Written exercise: According to the beginner's bass fishing account, what was the first lure the writer ever caught a bass on?

Passage to read:
────────────────────────────────────────

I started bass fishing with artificials about 6 years ago, and I'd say I'm still very much a beginner (so take what I'm saying with a grain of salt).
When I started, I literally did not catch a fish for 1.5 consecutive summers. I was fishing a heavily pressured suburban pond in NJ, and I would see people around catch fish pretty regularly. For me? Nothing. Zip. It was incredibly frustrating... but fishing beats not fishing any day of the week!
The first lure I ever caught a bass on was a weightless T-rigged Yum Dinger. Still my most consistent lure for fishing specific pieces of cover/sight fishing (I like them better than senkos, but that's just a confidence thing). Cast it out, let it sink for 10 seconds, lift it and let it fall again. If the line swims off, set the hook (they'll usually hold onto it for a long time, b/c of the scent and salt).

────────────────────────────────────────

Given material:
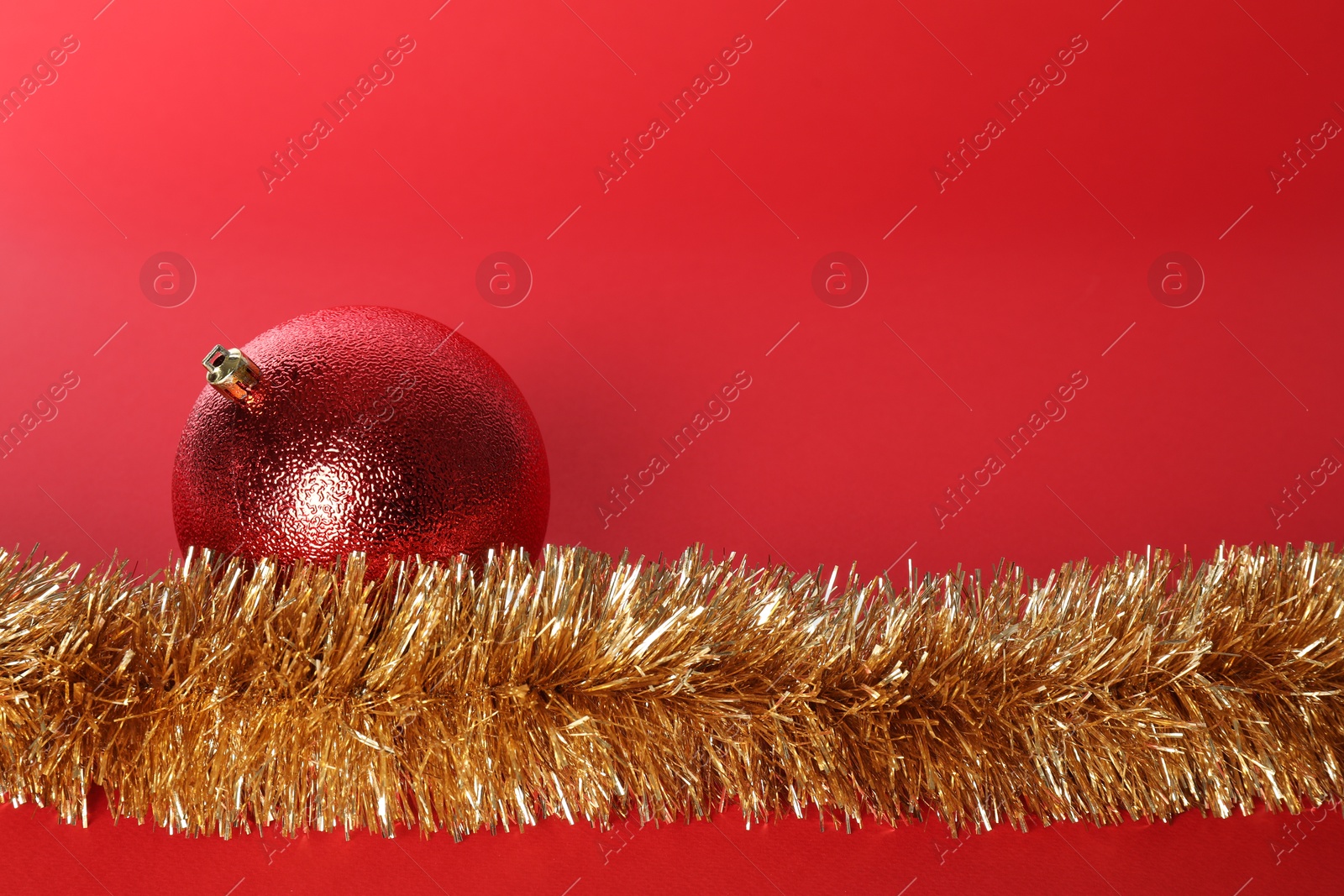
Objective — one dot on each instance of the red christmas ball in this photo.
(360, 429)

────────────────────────────────────────

Task output: A weightless T-rigged Yum Dinger.